What you need to do:
- a) Can you rewrite the paragraph of the Harvard women's soccer article that begins "The most important game" as a short list, keeping its main facts?
- b) Could you write the next part of the Harvard women's soccer article, picking up right after its final sentence?

[[ Text provided, beginning ]]

Tournament Tested Tough
The expressions on the faces of Harvard women's soccer players was fulfillment as the booters joked easily and playfully doused each other with champagne after upsetting top-seed Connecticut, 2-1, in overtime Sunday to capture their first outright Eastern Championship.
The gleaming countenances contrasted with the Crimson's hanging heads three weeks ago after the squad dropped its only decision of the season, 4-2, to the same highly skilled Huskies in Cambridge.
The Crimson has had no subsequent disappointments.
Since the loss to UConn, Harvard--with five freshmen in the starting lineup--has matured into a championship team with the will power and the firepower to execute and triumph under pressure.
The most important game in the process was the championship final of last weekend's Ivy Tournament, where a Cat Ferrante goal with 30 seconds remaining in overtime silenced a fired-up Brown squad and gave the Crimson its third Ivy crown in four years.

[[ Text provided, end ]]
[[ Supplied information, beginning ]]

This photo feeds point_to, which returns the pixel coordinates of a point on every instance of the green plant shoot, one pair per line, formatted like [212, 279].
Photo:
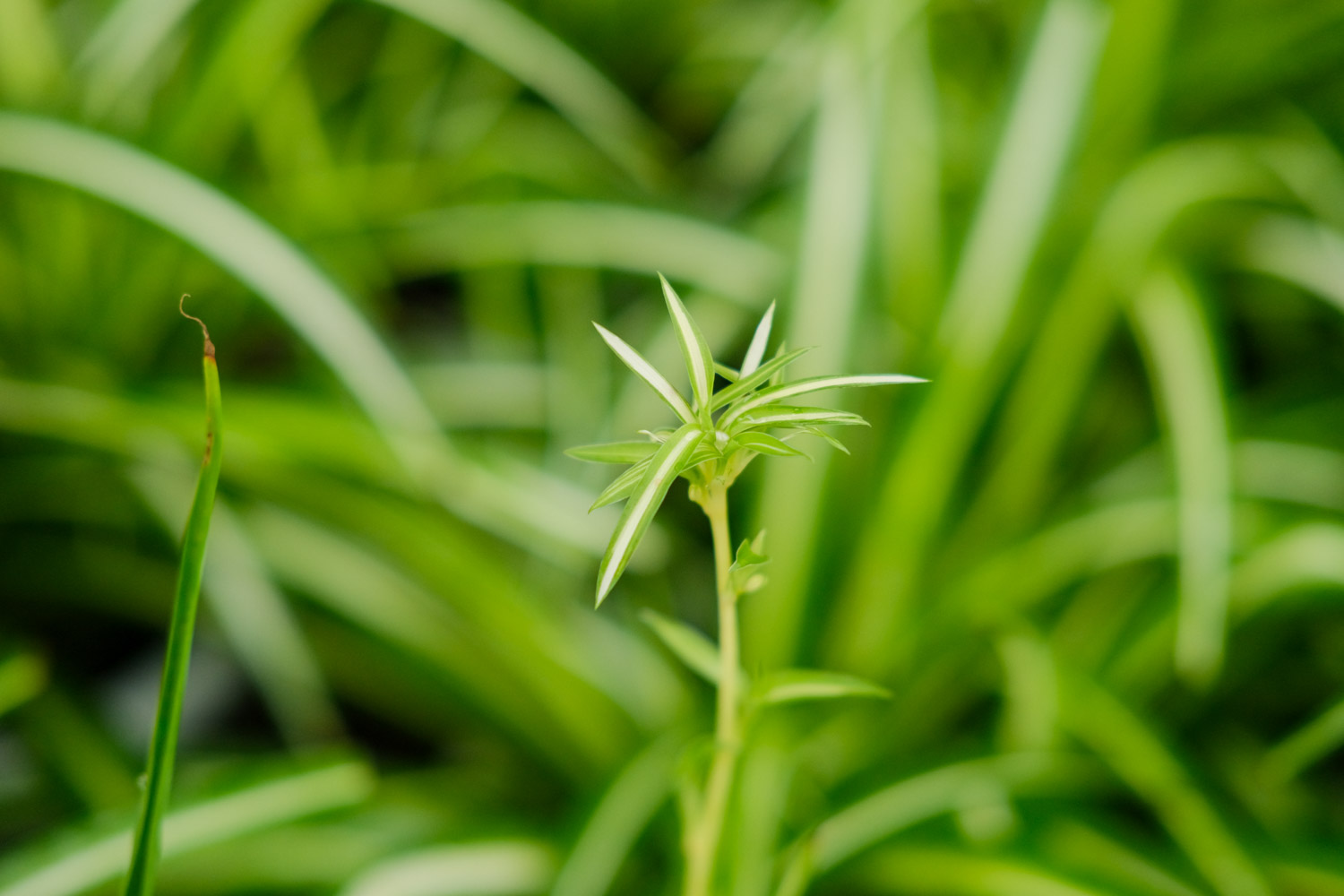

[[ Supplied information, end ]]

Exercise answers:
- a)
- Most important game: the championship final of last weekend's Ivy Tournament
- Cat Ferrante scored with 30 seconds left in overtime
- The goal beat a fired-up Brown squad
- The win gave the Crimson its third Ivy crown in four years

- b)
That tournament experience undoubtedly helped the team remain composed throughout the Easterns, but particularly in the last moments of the come-from-behind 2-1 semi-final victory over UMass and in both overtime periods against UConn.
"It's the intangibles that wind up winning these close tournaments," head coach Bob Scalise said on Sunday. "The girls have a desire to succeed. It's infectious. Everyone knew that we had been there before (in the Ivies)."
Of course, intangibles win only if there's execution in the tangible realm. This weekend's victories required a total defensive effort, mostly because both well-disciplined opponents sent seemingly incessant waves of attackers toward the Crimson goal, a tactic which demanded continuous communication, support and anticipation.
Of the concrete differences between Harvard's play in Sunday's win and the earlier loss against UConn, tight coverage of the Husky major offensive threats emerges as the decisive factor.
Rather than using the standard zone defense with its often complicated switching against the "fluid" formations of a UConn or UMass, the Crimson switched to complete man-to-man.
Midfielder Inga Larson, who headed home the championship winning goal, shadowed Huskie leading scorer Moira Buckley so diligently that the offensive MVP became a non-factor in the finals.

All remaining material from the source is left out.